Object point labels:
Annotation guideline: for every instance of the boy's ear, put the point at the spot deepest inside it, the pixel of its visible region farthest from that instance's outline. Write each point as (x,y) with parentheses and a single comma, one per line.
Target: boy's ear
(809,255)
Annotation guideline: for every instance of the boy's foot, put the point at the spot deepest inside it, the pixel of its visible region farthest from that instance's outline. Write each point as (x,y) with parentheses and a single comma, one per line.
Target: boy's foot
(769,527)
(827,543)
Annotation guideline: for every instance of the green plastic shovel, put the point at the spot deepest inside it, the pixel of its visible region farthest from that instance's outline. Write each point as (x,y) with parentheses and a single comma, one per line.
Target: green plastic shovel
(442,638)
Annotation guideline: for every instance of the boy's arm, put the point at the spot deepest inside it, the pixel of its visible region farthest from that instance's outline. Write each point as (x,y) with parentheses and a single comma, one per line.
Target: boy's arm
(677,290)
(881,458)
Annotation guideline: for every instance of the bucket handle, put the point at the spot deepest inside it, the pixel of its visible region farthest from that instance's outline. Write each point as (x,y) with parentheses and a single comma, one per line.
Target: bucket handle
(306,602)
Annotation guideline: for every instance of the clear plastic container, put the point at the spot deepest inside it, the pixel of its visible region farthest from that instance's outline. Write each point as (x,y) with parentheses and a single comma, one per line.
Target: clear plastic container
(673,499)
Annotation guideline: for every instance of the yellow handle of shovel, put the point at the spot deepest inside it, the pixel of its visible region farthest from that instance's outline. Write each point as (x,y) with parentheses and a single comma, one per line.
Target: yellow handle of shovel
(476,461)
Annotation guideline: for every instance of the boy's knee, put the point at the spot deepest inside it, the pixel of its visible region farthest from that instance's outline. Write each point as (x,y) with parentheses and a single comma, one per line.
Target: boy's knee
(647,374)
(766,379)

» DIRECTIONS FOR THIS TASK: Render every record above as a numbered list, one line per item, and omit any blank lines.

» THE SOLUTION:
1. Annotation guideline: for every instance of the boy's ear, put the point at the spot deepest inside it, the pixel of its visible region farthest from that instance's outline. Write each point as (x,y) with parentheses and a single comma, one per line.
2. Target: boy's ear
3. (809,255)
4. Annotation guideline: for every instance of the boy's foot, put the point at the spot deepest inside it, the pixel of its visible region farthest from that instance's outline. Write each point as (x,y) with parentheses and a single comma, one per line.
5. Target: boy's foot
6. (769,527)
7. (827,543)
8. Annotation guideline: for every instance of the green plastic shovel, put the point at the spot deepest inside it, the pixel of its visible region farthest from that instance's outline. Write each point as (x,y) with parentheses and a single comma, one per line.
9. Target: green plastic shovel
10. (442,638)
11. Annotation guideline: for every instance of the boy's arm, put the point at the spot deepest inside it, the pixel of its visible region farthest from that instance's outline. Write each point as (x,y) with parentheses and a single comma, one per line.
12. Target: boy's arm
13. (677,290)
14. (881,458)
15. Annotation guideline: for every instance of the bucket handle, put the point at the spot deepest inside it, the pixel of its visible region farthest from that instance's outline. Write each point as (x,y) with parentheses and a single comma, one per line.
16. Target: bucket handle
17. (306,602)
18. Annotation guideline: for every instance of the clear plastic container, put the point at the spot deepest inside it, the pixel of its visible region farthest from that instance's outline. Write each point as (x,y) with parentheses and a single comma, one per line.
19. Target: clear plastic container
20. (673,499)
21. Annotation guideline: for every instance of the yellow handle of shovel, put the point at the spot deepest inside it, the pixel of its visible region farthest from that instance's outline. Write each point as (x,y) with parentheses and a single comma, one per line.
22. Target: yellow handle of shovel
23. (476,461)
24. Annotation guideline: for every instance of the boy's knee, put the point at the spot deepest inside it, the pixel of its visible region farthest from that instance's outline. Write each point as (x,y) with parentheses and a single comma, one per line.
25. Target: boy's knee
26. (647,374)
27. (766,379)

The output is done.